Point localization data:

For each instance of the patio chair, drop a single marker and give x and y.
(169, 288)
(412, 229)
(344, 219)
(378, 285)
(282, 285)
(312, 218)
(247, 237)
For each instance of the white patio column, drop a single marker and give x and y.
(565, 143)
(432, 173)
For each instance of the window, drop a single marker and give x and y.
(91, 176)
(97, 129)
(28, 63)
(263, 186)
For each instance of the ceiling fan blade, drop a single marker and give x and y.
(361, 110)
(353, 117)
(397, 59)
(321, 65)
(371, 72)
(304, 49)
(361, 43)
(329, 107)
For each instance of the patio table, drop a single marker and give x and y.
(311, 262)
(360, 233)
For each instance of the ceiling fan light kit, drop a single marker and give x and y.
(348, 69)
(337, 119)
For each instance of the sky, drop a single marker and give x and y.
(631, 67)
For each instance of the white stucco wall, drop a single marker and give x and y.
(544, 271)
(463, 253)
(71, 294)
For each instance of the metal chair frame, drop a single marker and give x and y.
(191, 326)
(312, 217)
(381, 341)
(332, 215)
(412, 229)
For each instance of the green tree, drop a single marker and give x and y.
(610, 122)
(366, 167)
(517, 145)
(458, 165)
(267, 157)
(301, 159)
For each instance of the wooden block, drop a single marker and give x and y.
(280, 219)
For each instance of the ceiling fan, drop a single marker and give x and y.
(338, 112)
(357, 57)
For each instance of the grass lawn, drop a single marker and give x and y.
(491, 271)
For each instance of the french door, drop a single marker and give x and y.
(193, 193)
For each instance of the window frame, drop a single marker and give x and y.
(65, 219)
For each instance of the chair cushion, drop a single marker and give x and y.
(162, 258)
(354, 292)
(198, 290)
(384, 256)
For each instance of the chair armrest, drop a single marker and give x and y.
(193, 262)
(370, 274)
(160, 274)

▸ **TASK GOAL**: Starting with the line that contains "For each instance of the green", return each line through the last one of the data above, exactly as written and nothing more.

▸ **SOLUTION TO THE PROBLEM**:
For each instance of the green tree, drop a single marker and give x and y.
(610, 122)
(366, 167)
(517, 145)
(458, 165)
(267, 157)
(301, 159)
For each instance of the wooden block, drop a single marker and give x and y.
(280, 219)
For each instance of the ceiling fan, drop a single marker and give x and y.
(338, 112)
(357, 57)
For each instance of the grass lawn, drop a single marker and give x and y.
(491, 271)
For each instance of the french door, drop a single marker and give x and y.
(193, 193)
For each instance of the window frame, drop a single marker and give x and y.
(65, 219)
For each instance of the chair cushion, drop a single marker and give x and y.
(162, 258)
(354, 292)
(198, 290)
(384, 256)
For each instance of the chair armrest, drop a single marker and give x and y.
(193, 262)
(370, 274)
(160, 274)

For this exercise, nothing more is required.